_PROBLEMS TO WORK ON:_
a. Answer these three questions using the USMNT passage:
(i) By what score did the U.S. beat Trinidad and Tobago?
(ii) What world ranking did the 2006 team hold?
(iii) How many years have passed since the USMNT was last hyped this much?
b. Write out the part of the USMNT passage between "Recent performances suggest" and "it means something.", inclusive.
c. Which teams does the USMNT passage say the U.S. beat since Covid-19 shut down international soccer? List every one.

_SOURCE EXTRACT:_
────────────────────────────────────────

Recent performances suggest yes, probably. Since Covid-19 shut down international soccer, the Americans have scored four or more goals four times in eight games. Against the types of teams the U.S. will face in World Cup qualifying, the U.S. beat Panama 6-2, El Salvador 6-0, Trinidad and Tobago 7-0 and Jamaica 4-1. 

But those were all friendlies. Now, playing Mexico for a trophy, it means something.

If the U.S. wants to prove it’s better than that 2006 team that was ranked No. 4 in the world, it has to come together in the games that matter, starting on Sunday against El Tri and continuing throughout the year with the 2021 Gold Cup and the start of 2022 World Cup qualifying. 

Until we can see what Pulisic, Reyna, Dest, McKennie, Tyler Adams, Aaronson, Yunus Musah, Weah, Daryl Dike, Steffen and the rest of the rising USMNT stars can do in meaningful competition, the 2006 squad has the edge, because at least they reached the World Cup. 

It’s been 15 years since the USMNT has been hyped this much. The 2006 squad crumbled under the pressure. Sunday’s game against Mexico will go a long way to defining this current crop of players and whether they can once again rise to the top of FIFA’s mostly arbitrary ratings.

────────────────────────────────────────

_GIVEN DATA:_
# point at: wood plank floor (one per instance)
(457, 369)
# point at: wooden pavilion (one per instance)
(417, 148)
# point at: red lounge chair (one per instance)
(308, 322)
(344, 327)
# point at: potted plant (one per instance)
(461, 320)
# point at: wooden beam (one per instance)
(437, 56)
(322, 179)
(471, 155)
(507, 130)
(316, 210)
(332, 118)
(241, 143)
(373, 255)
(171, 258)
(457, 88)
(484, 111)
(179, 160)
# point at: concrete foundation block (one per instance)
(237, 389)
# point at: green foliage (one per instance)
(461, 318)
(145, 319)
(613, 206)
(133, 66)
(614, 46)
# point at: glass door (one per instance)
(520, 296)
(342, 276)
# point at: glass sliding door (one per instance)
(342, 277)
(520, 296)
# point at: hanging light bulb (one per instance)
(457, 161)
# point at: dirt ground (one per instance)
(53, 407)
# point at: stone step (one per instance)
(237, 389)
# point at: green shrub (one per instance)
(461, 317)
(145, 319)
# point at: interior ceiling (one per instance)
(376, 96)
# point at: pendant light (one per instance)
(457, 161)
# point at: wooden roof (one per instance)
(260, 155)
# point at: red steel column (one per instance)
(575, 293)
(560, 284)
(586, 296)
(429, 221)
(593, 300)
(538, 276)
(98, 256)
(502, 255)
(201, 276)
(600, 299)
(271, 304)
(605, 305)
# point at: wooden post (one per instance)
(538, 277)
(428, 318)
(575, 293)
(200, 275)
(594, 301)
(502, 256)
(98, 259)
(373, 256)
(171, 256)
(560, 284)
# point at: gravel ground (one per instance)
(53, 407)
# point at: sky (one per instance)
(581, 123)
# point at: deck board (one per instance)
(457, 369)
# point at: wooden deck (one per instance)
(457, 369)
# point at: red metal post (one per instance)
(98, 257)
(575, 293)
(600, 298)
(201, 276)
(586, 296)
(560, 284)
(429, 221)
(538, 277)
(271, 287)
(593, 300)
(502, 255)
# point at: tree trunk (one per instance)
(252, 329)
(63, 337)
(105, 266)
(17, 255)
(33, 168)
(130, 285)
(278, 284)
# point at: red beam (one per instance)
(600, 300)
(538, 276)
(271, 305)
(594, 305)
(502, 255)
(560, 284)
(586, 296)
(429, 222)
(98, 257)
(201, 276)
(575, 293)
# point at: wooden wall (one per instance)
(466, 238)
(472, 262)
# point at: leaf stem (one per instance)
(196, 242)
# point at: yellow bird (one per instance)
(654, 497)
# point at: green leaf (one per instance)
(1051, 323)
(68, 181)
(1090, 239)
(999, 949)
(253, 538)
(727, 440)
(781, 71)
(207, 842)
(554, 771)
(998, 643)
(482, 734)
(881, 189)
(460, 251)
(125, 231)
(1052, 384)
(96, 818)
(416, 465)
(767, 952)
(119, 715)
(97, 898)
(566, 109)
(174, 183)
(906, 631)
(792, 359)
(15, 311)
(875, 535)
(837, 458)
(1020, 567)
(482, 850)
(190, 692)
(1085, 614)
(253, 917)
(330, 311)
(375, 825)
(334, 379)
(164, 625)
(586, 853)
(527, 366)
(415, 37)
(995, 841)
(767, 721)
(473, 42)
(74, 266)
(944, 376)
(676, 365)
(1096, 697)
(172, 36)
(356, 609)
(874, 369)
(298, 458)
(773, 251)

────────────────────────────────────────

_TASK-BY-TASK RESULTS:_
a.
(i) 7-0
(ii) No. 4
(iii) 15 years

b.
Recent performances suggest yes, probably. Since Covid-19 shut down international soccer, the Americans have scored four or more goals four times in eight games. Against the types of teams the U.S. will face in World Cup qualifying, the U.S. beat Panama 6-2, El Salvador 6-0, Trinidad and Tobago 7-0 and Jamaica 4-1. 

But those were all friendlies. Now, playing Mexico for a trophy, it means something.

c. Panama, El Salvador, Trinidad and Tobago, Jamaica